Annotation dataset entries →
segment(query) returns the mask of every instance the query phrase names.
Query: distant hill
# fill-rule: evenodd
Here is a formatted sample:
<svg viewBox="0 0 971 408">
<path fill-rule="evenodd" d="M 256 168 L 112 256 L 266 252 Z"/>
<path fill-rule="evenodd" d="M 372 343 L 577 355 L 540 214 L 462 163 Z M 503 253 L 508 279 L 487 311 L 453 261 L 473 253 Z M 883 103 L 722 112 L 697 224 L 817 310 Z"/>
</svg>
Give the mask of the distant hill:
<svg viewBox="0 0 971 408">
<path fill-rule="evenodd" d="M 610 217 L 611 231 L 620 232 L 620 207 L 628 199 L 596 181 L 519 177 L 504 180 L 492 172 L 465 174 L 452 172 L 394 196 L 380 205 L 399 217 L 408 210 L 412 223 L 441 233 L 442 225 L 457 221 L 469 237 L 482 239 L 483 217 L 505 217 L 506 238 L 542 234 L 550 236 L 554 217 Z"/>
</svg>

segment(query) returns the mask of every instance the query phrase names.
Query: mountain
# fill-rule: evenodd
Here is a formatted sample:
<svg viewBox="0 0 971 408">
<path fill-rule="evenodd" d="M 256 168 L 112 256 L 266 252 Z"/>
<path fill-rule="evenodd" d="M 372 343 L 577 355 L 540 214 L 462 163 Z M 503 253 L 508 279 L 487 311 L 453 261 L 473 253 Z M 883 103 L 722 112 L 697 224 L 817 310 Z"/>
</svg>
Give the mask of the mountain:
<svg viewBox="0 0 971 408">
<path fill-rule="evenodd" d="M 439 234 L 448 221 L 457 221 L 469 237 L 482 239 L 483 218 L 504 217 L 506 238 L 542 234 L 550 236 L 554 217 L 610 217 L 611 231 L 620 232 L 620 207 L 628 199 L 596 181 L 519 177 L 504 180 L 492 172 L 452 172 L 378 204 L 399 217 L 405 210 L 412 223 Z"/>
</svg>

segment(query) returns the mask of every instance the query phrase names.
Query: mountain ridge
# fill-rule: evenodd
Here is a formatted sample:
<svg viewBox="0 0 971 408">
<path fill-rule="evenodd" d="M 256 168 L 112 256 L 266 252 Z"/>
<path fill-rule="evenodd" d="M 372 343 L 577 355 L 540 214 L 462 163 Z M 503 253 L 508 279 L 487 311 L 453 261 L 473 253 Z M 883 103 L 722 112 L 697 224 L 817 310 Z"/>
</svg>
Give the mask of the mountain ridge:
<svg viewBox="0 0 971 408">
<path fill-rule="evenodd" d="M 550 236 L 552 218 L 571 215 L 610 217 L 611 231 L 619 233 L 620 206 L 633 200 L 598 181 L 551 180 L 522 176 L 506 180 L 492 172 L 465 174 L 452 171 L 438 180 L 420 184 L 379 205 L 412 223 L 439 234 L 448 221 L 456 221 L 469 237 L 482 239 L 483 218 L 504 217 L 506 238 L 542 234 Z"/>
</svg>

To be done → Copy all data exactly, start to finish.

Exercise result →
segment(query) returns the mask of every instance the query phrase names.
Query: distant hill
# fill-rule: evenodd
Here is a formatted sample:
<svg viewBox="0 0 971 408">
<path fill-rule="evenodd" d="M 256 168 L 112 256 L 266 252 Z"/>
<path fill-rule="evenodd" d="M 372 343 L 577 355 L 540 214 L 462 163 Z M 503 253 L 508 279 L 487 311 L 453 261 L 473 253 Z M 883 103 L 722 112 L 697 224 L 817 310 Z"/>
</svg>
Give the mask of the distant hill:
<svg viewBox="0 0 971 408">
<path fill-rule="evenodd" d="M 610 217 L 611 231 L 620 232 L 620 207 L 628 199 L 596 181 L 519 177 L 504 180 L 492 172 L 465 174 L 452 172 L 394 196 L 380 205 L 399 217 L 408 210 L 412 223 L 441 233 L 442 225 L 457 221 L 469 237 L 482 239 L 483 217 L 505 217 L 506 238 L 542 234 L 550 236 L 554 217 Z"/>
</svg>

segment(query) returns the mask of every instance the query phrase names.
Query: mountain
# fill-rule: evenodd
Here is a formatted sample:
<svg viewBox="0 0 971 408">
<path fill-rule="evenodd" d="M 256 168 L 112 256 L 266 252 Z"/>
<path fill-rule="evenodd" d="M 372 343 L 577 355 L 540 214 L 462 163 Z M 503 253 L 508 279 L 487 311 L 453 261 L 473 253 Z M 883 103 L 722 112 L 697 224 L 817 310 Z"/>
</svg>
Give the mask of the mountain:
<svg viewBox="0 0 971 408">
<path fill-rule="evenodd" d="M 439 234 L 448 221 L 457 221 L 469 237 L 482 239 L 483 218 L 504 217 L 506 238 L 542 234 L 550 236 L 554 217 L 610 217 L 611 231 L 620 232 L 620 207 L 628 199 L 596 181 L 519 177 L 504 180 L 492 172 L 452 172 L 378 204 L 399 217 L 405 210 L 412 223 Z"/>
</svg>

segment(query) returns the mask of every instance the query phrase names.
Query: mountain ridge
# fill-rule: evenodd
Here is a formatted sample:
<svg viewBox="0 0 971 408">
<path fill-rule="evenodd" d="M 256 168 L 112 256 L 266 252 Z"/>
<path fill-rule="evenodd" d="M 372 343 L 577 355 L 540 214 L 462 163 Z M 503 253 L 508 279 L 487 311 L 453 261 L 473 253 Z M 883 103 L 722 112 L 697 224 L 817 310 Z"/>
</svg>
Give the mask of the mountain ridge:
<svg viewBox="0 0 971 408">
<path fill-rule="evenodd" d="M 550 236 L 552 218 L 571 215 L 610 217 L 611 231 L 619 233 L 620 206 L 633 200 L 598 181 L 551 180 L 522 176 L 506 180 L 492 172 L 465 174 L 452 171 L 438 180 L 420 184 L 379 205 L 412 223 L 439 234 L 448 221 L 456 221 L 469 237 L 482 239 L 483 218 L 504 217 L 506 238 L 542 234 Z"/>
</svg>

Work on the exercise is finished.